[Record set]

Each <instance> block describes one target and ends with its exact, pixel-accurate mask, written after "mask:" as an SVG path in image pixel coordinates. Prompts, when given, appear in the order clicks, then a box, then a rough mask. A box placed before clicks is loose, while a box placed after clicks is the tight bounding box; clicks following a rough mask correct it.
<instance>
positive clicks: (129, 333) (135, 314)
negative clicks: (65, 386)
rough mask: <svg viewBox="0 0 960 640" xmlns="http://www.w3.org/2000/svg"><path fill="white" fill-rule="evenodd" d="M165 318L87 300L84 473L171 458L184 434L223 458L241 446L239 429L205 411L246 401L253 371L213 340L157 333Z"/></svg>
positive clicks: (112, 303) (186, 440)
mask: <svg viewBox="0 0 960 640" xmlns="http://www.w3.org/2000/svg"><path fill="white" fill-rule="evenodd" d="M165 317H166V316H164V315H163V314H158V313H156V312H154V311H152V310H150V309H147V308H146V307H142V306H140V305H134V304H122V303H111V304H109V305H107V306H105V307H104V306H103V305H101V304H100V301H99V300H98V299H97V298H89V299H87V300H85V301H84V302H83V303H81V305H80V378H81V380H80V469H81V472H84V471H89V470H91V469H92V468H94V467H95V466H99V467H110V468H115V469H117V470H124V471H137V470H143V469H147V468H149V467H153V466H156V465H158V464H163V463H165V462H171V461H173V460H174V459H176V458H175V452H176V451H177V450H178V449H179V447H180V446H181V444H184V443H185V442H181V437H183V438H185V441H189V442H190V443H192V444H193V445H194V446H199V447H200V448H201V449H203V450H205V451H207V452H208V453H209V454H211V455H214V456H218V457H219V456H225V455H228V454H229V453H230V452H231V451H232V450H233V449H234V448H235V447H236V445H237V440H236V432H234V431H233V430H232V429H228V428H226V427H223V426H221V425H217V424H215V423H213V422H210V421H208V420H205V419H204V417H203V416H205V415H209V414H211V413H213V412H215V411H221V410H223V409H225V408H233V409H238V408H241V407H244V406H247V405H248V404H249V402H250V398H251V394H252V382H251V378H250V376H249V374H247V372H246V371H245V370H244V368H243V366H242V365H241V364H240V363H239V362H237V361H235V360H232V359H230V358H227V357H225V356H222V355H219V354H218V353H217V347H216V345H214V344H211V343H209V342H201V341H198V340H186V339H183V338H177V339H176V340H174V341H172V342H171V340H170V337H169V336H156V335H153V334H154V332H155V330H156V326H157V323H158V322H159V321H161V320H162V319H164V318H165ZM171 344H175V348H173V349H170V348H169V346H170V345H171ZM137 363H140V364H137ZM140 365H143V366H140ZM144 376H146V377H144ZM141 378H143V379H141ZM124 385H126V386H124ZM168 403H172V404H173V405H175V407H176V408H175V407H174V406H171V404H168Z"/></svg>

[/Record set]

▶ _Task item_: Among the lines of the listing above, count those that include "instance" and give only the total.

▶ _Result of the exercise_: 2